**Supplied data**.
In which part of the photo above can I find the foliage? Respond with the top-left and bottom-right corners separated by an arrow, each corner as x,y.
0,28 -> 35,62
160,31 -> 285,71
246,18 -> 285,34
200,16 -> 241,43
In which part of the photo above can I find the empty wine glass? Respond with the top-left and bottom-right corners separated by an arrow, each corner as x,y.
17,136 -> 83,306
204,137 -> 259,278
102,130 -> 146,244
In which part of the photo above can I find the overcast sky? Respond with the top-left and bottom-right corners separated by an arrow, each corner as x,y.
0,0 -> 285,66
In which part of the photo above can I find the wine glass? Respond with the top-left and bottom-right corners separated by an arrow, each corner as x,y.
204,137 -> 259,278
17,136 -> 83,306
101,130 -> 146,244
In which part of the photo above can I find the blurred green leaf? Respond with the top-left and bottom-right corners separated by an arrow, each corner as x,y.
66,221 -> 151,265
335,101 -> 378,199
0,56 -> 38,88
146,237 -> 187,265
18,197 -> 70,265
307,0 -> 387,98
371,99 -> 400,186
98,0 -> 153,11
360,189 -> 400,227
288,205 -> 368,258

**Work to do**.
Reproduce every row above, requests included, and offset each coordinate in the answers by adding 62 to it.

**Answer**.
In which part of the photo above can I find the foliage? Respond with the top-left and bottom-right corners separated by an arrow, each corner as x,y.
62,90 -> 97,124
222,93 -> 347,133
308,80 -> 347,96
262,78 -> 303,105
In which part of the photo above can I find the empty wine glass? Respond with the top-left and bottom-right corners separated by an arrow, each corner as x,y.
79,198 -> 145,368
266,199 -> 321,340
164,192 -> 208,306
In which part of the photo above can I find the overcast sky? Respond with the top-left and bottom-right corners separated by an arrow, each corner as x,y.
62,62 -> 347,128
In which part of the photo above can I find the wine glass? Respond with the top-left and bottom-right corners separated by an arrow, each corner as x,y.
266,199 -> 321,340
79,198 -> 145,368
163,192 -> 208,306
In which part of the photo above can I find the blurred green leaf? Respond with the top-left and bottom-right corners separated by an arrow, each corner as x,y.
128,283 -> 213,327
397,163 -> 440,261
62,118 -> 100,150
208,299 -> 249,327
80,259 -> 132,327
369,62 -> 449,160
433,161 -> 462,248
160,62 -> 215,73
422,251 -> 462,289
350,267 -> 430,320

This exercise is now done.